**Materials provided:**
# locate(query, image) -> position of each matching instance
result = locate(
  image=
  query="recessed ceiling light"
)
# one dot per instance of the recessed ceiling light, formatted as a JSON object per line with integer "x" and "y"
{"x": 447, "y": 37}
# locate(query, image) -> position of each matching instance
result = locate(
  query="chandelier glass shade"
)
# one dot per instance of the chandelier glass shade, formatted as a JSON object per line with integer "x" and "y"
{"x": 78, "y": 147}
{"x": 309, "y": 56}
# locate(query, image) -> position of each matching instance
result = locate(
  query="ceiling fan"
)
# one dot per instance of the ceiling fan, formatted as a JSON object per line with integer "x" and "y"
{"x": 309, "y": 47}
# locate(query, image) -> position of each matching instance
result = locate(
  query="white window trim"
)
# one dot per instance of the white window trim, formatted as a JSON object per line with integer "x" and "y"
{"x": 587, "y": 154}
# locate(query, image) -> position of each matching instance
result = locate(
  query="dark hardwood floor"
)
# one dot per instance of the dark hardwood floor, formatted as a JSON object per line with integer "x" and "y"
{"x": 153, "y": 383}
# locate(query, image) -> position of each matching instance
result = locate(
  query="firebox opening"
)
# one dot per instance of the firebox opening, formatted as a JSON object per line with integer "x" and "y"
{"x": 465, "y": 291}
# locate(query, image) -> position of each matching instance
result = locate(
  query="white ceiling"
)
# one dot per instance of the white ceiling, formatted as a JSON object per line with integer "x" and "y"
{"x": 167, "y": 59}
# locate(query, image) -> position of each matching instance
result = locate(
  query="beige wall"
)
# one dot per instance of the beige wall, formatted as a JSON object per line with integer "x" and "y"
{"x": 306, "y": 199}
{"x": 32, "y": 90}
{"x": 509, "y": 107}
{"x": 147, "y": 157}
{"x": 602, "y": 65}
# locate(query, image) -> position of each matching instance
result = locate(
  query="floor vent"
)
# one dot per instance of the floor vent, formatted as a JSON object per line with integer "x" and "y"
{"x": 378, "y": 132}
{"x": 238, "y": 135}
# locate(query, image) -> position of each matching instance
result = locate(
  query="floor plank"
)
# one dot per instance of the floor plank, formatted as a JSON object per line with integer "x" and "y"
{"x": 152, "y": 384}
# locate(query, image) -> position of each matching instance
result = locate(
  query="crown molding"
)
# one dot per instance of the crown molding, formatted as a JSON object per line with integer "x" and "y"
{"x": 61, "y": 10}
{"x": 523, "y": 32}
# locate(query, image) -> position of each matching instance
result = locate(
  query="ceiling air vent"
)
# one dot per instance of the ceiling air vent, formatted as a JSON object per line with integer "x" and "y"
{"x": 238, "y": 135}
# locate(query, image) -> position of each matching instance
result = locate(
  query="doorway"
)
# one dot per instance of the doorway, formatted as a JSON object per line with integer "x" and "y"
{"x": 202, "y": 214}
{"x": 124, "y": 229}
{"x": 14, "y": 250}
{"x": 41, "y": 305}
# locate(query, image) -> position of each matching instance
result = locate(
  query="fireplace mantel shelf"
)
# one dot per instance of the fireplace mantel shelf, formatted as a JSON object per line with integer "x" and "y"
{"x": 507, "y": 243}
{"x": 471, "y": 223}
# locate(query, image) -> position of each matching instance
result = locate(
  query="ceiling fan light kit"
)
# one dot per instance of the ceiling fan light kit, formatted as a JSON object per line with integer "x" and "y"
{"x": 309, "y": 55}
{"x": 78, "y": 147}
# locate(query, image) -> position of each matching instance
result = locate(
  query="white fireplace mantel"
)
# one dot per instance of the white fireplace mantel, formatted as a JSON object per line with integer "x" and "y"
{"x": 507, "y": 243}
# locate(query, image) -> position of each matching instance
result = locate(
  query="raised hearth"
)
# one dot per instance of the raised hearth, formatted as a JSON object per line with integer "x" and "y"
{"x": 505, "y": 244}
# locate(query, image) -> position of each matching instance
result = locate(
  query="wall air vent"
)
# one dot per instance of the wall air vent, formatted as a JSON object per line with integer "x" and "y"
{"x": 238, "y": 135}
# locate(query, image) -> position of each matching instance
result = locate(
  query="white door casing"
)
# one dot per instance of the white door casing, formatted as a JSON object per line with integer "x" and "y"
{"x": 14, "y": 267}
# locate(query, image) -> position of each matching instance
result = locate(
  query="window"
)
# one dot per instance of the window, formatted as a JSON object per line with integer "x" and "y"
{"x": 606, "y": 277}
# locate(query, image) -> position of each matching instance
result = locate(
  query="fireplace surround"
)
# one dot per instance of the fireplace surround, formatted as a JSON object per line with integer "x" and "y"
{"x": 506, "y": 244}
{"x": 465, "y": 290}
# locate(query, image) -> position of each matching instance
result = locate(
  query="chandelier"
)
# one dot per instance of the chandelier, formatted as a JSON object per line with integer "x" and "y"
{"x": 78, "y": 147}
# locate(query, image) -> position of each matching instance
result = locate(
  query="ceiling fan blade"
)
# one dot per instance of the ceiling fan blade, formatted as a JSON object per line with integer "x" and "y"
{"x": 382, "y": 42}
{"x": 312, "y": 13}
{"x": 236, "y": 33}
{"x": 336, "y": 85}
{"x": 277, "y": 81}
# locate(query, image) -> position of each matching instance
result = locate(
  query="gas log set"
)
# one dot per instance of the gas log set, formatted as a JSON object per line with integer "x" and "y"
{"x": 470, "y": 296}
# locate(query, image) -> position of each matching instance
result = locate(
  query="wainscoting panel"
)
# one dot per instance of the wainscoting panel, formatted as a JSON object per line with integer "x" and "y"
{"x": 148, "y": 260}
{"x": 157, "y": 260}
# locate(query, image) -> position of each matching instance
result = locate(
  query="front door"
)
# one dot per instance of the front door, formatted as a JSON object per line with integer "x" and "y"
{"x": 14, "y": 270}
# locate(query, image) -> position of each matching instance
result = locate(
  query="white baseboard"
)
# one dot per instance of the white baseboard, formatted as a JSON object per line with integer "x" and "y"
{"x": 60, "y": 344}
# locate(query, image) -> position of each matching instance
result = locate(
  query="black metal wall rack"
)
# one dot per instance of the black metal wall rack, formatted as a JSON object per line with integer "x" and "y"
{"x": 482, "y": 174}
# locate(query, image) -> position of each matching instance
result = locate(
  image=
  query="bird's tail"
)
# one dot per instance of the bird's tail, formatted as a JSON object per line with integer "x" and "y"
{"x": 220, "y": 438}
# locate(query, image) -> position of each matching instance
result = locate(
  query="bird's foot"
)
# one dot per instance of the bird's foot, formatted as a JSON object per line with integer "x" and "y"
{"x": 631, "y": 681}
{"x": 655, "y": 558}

**Brief:** An exact copy of every record is required.

**Response area:**
# locate(query, image) -> position of each matching instance
result = locate(
  image=
  query="recessed ceiling light"
)
# one dot per instance of the recessed ceiling light, formatted as a JSON object per line with integer "x" and "y"
{"x": 447, "y": 37}
# locate(query, image) -> position of each matching instance
result = locate(
  query="chandelier glass shade"
)
# one dot per instance of the chandelier glass shade, formatted as a JSON object per line with integer "x" and "y"
{"x": 78, "y": 147}
{"x": 309, "y": 56}
# locate(query, image) -> position of each matching instance
result = locate(
  query="ceiling fan"
)
# one dot per instance of the ceiling fan, formatted as a JSON object per line with integer "x" and "y"
{"x": 309, "y": 47}
# locate(query, image) -> position of each matching instance
result = locate(
  query="white window trim"
)
# one dot per instance of the white window trim, formatted as a JSON object per line with integer "x" and "y"
{"x": 587, "y": 154}
# locate(query, image) -> position of each matching instance
result = locate(
  query="dark hardwood floor"
)
# one dot per instance of the dark hardwood floor, formatted as a JSON object per line with integer "x" and "y"
{"x": 153, "y": 383}
# locate(query, image) -> position of each matching instance
result = locate(
  query="firebox opening"
)
# one dot per instance of the firebox opening, formatted as a JSON object per line with integer "x" and "y"
{"x": 465, "y": 291}
# locate(query, image) -> position of each matching instance
result = locate(
  query="white ceiling"
)
# one dot per instance of the white ceiling, formatted as a JSON object per line with integer "x" and "y"
{"x": 167, "y": 59}
# locate(query, image) -> position of each matching instance
result = locate(
  query="beige wall"
)
# one dot per instance of the beige wall, formatted as a JSON object per line with integer "x" and "y"
{"x": 306, "y": 199}
{"x": 32, "y": 90}
{"x": 509, "y": 107}
{"x": 147, "y": 157}
{"x": 602, "y": 65}
# locate(query, image) -> position of each matching instance
result = locate(
  query="floor vent"
)
# one dot per instance of the floor vent, formatted as a JSON object per line with integer "x" and "y"
{"x": 378, "y": 132}
{"x": 238, "y": 135}
# locate(query, image) -> position of each matching instance
result = locate(
  query="floor plank"
)
# one dot per instance of the floor plank, formatted as a JSON object per line with integer "x" and "y"
{"x": 152, "y": 384}
# locate(query, image) -> position of each matching instance
result = locate(
  query="crown molding"
)
# one dot per instance of the crown molding, formatted as a JSON object per line with integer "x" and "y"
{"x": 61, "y": 10}
{"x": 523, "y": 32}
# locate(query, image) -> position of each matching instance
result = locate(
  query="ceiling air vent"
)
# one dot per instance of the ceiling air vent, formatted as a JSON object per line with integer "x" and "y"
{"x": 238, "y": 135}
# locate(query, image) -> position of each matching instance
result = locate(
  query="doorway"
)
# one dot per instance of the doorway, formatted as a JSON object per line with integer "x" and "y"
{"x": 202, "y": 214}
{"x": 124, "y": 229}
{"x": 14, "y": 250}
{"x": 41, "y": 305}
# locate(query, image) -> position of each matching instance
result = locate(
  query="fireplace mantel shelf"
)
# one dot per instance of the fireplace mantel shelf, formatted as a JSON object per line with integer "x" and "y"
{"x": 507, "y": 243}
{"x": 471, "y": 223}
# locate(query, image) -> position of each matching instance
result = locate(
  query="ceiling fan light kit"
)
# one dot per instance of the ceiling fan light kit, formatted as a JSON object per line with integer "x" and "y"
{"x": 309, "y": 55}
{"x": 78, "y": 147}
# locate(query, image) -> position of each matching instance
result = locate(
  query="white fireplace mantel"
)
# one dot per instance of the white fireplace mantel, formatted as a JSON object per line with integer "x" and "y"
{"x": 507, "y": 243}
# locate(query, image) -> position of each matching instance
result = locate(
  query="raised hearth"
)
# one dot per instance of the raised hearth, formatted as a JSON object per line with integer "x" and "y"
{"x": 505, "y": 244}
# locate(query, image) -> position of each matching instance
result = locate(
  query="wall air vent"
)
# one dot per instance of the wall air vent, formatted as a JSON object per line with integer "x" and "y"
{"x": 238, "y": 135}
# locate(query, image) -> position of each matching instance
result = locate(
  query="white door casing"
)
# one dot per instance of the white door casing, formatted as a JSON object per line with integer "x" and "y"
{"x": 14, "y": 267}
# locate(query, image) -> position of each matching instance
result = locate(
  query="window"
)
# one dot per instance of the window, formatted as a JSON object per line with integer "x" and "y"
{"x": 606, "y": 277}
# locate(query, image) -> position of each matching instance
result = locate(
  query="fireplace surround"
)
# one dot per instance of the fireplace surround, formatted as a JSON object per line with integer "x" and "y"
{"x": 506, "y": 244}
{"x": 465, "y": 290}
# locate(query, image) -> position of each matching instance
result = locate(
  query="chandelier"
)
# one dot per instance of the chandelier, formatted as a JSON object per line with integer "x" and "y"
{"x": 78, "y": 147}
# locate(query, image) -> position of each matching instance
result = locate(
  query="ceiling fan blade"
)
# one dot per instance of the ceiling fan blade, formatted as a JSON object per line with integer "x" and "y"
{"x": 382, "y": 42}
{"x": 312, "y": 13}
{"x": 236, "y": 33}
{"x": 336, "y": 85}
{"x": 277, "y": 81}
# locate(query, image) -> position of each matching instance
result = locate(
  query="gas log set"
)
# one dot per instance of the gas log set, formatted as a JSON object per line with integer "x" and "y"
{"x": 470, "y": 296}
# locate(query, image) -> position of each matching instance
result = locate(
  query="wainscoting panel"
)
# one dot per instance of the wainscoting panel, formatted as a JSON object per line with integer "x" and "y"
{"x": 148, "y": 260}
{"x": 157, "y": 260}
# locate(query, image) -> position of each matching instance
result = locate(
  query="front door"
)
# one dot per instance of the front door, formatted as a JSON object per line with integer "x" and "y"
{"x": 14, "y": 270}
# locate(query, image) -> position of each matching instance
result = locate(
  query="white baseboard"
)
# one dot per instance of the white baseboard, formatted as a JSON object per line with integer "x" and "y"
{"x": 60, "y": 344}
# locate(query, image) -> position of each matching instance
result = locate(
  query="black metal wall rack"
)
# one dot per instance of the black metal wall rack, formatted as a JSON object per line with integer "x" and "y"
{"x": 482, "y": 174}
# locate(query, image) -> position of each matching instance
result = locate(
  image=
  query="bird's tail"
)
# one dot per instance of the bird's tail, formatted as a JSON object per line with integer "x" and "y"
{"x": 220, "y": 438}
# locate(query, image) -> position of each matching instance
result = locate(
  query="bird's foot"
)
# one dot per instance of the bird's foot, formatted as a JSON object per line with integer "x" and "y"
{"x": 631, "y": 681}
{"x": 655, "y": 558}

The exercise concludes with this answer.